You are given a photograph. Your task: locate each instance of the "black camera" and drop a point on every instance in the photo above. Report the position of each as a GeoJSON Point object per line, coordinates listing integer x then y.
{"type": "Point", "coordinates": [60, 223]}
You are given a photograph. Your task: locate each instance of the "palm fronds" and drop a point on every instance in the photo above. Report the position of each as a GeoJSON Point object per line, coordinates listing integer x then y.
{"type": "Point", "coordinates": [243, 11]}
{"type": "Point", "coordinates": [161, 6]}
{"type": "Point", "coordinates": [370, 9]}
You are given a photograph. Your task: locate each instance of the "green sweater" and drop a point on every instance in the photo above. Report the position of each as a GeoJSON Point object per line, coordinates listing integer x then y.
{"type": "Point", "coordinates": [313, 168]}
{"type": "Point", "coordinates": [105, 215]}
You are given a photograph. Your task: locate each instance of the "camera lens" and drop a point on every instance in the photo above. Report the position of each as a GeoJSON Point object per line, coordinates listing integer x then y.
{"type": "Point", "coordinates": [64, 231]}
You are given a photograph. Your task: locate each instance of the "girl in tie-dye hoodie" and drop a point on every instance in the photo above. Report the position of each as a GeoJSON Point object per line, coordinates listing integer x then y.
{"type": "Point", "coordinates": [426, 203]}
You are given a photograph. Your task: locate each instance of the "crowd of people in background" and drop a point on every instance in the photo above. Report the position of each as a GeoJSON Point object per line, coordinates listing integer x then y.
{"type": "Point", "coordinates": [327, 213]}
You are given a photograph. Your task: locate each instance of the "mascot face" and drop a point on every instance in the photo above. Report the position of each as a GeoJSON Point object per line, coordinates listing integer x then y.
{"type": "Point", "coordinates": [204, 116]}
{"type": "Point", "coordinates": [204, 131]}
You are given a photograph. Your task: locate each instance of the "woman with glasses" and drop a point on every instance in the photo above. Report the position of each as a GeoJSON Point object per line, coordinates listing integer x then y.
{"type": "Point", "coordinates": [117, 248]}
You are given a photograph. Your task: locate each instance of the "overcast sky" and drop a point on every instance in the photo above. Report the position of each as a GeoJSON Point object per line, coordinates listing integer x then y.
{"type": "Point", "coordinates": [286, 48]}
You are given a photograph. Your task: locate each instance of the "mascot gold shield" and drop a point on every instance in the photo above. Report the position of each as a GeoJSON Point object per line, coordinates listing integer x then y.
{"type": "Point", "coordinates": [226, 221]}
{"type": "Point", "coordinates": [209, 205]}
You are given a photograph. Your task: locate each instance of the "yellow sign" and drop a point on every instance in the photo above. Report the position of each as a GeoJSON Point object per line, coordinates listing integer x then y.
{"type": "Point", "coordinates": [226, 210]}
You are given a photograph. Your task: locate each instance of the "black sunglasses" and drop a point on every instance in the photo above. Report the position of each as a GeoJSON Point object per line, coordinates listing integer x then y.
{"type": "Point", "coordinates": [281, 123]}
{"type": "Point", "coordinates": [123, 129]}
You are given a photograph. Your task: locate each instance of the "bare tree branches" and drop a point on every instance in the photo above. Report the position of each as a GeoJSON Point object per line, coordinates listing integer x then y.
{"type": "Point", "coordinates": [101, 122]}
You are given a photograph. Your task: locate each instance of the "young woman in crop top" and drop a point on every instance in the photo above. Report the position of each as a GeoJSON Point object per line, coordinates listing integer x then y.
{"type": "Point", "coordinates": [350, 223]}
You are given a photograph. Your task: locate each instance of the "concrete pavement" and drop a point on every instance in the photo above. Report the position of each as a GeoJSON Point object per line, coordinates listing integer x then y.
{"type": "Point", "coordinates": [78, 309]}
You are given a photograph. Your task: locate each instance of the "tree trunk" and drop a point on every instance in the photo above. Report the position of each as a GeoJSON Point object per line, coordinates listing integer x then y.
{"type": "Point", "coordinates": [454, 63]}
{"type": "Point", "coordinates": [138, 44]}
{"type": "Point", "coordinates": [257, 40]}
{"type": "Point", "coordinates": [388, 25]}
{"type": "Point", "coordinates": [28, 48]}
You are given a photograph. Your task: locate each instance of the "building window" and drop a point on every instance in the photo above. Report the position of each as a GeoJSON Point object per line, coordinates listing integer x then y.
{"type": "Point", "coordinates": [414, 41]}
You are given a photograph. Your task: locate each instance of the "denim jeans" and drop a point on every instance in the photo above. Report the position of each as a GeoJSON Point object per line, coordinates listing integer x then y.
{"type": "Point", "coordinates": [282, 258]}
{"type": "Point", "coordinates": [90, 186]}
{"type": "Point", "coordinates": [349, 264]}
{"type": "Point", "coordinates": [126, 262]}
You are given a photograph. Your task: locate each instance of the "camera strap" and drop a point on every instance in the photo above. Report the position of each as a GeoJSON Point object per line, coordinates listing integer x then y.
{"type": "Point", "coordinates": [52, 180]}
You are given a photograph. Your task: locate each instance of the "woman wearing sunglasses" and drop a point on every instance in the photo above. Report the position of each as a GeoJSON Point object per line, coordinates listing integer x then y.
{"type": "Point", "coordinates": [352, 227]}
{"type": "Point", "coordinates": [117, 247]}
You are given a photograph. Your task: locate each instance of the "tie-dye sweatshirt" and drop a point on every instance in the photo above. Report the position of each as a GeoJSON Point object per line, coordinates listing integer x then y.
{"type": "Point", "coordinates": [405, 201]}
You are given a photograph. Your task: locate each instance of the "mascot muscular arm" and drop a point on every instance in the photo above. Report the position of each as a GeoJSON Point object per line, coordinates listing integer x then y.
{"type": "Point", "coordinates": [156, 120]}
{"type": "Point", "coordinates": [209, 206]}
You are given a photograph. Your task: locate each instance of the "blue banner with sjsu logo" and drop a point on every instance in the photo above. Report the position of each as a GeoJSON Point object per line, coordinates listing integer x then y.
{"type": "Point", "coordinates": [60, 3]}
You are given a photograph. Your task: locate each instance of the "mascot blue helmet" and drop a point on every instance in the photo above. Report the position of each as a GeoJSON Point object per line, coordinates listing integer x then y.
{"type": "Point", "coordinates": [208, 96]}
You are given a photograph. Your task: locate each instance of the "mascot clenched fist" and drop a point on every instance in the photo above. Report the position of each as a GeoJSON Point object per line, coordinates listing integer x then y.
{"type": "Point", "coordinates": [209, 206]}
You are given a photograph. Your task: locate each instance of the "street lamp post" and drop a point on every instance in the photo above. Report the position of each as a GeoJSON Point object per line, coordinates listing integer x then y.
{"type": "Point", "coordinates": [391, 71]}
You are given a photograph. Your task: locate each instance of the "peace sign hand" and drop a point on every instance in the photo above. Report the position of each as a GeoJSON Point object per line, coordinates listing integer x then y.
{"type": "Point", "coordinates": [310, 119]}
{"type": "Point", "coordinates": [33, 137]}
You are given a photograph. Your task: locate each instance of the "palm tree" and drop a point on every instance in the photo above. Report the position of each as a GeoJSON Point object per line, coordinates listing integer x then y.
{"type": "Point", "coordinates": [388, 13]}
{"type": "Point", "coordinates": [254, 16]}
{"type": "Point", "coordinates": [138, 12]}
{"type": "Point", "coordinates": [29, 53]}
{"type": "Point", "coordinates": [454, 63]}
########################################
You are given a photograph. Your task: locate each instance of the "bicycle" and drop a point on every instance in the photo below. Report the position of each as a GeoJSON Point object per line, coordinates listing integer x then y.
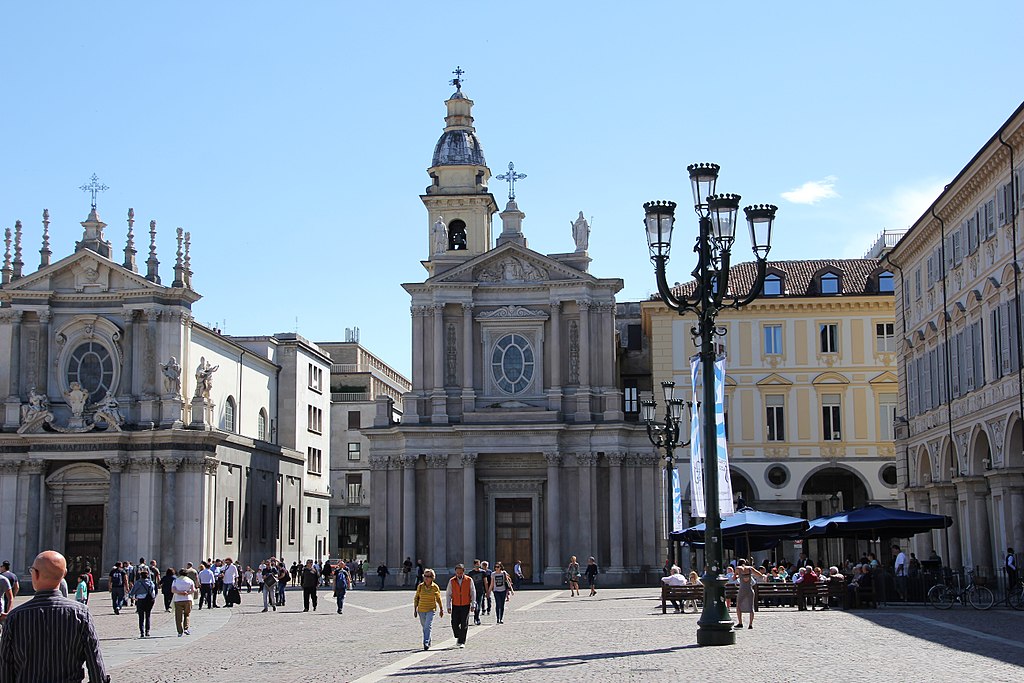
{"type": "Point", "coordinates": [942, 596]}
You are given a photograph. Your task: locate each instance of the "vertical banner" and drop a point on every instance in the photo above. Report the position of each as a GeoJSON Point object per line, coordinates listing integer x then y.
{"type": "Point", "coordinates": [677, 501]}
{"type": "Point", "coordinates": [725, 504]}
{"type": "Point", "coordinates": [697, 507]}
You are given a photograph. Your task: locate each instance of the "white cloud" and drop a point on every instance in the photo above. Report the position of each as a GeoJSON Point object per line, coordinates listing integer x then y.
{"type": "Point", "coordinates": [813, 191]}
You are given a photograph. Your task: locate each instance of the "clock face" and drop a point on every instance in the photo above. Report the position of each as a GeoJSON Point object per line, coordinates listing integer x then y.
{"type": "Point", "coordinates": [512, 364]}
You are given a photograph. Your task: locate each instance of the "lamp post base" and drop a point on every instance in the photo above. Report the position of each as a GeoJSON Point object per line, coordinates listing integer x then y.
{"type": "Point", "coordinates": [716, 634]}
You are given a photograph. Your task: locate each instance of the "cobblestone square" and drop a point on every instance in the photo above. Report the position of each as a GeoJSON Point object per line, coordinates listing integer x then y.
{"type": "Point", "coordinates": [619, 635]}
########################################
From the rows above, copy every line that contains the word "young".

You are given a photograph. Your task: locate each instance of the "young woman in crop top" and drop a point on every instance in the photo above. Report the position of each as a GeoJSON Point object per line, coordinates listing integer x then y.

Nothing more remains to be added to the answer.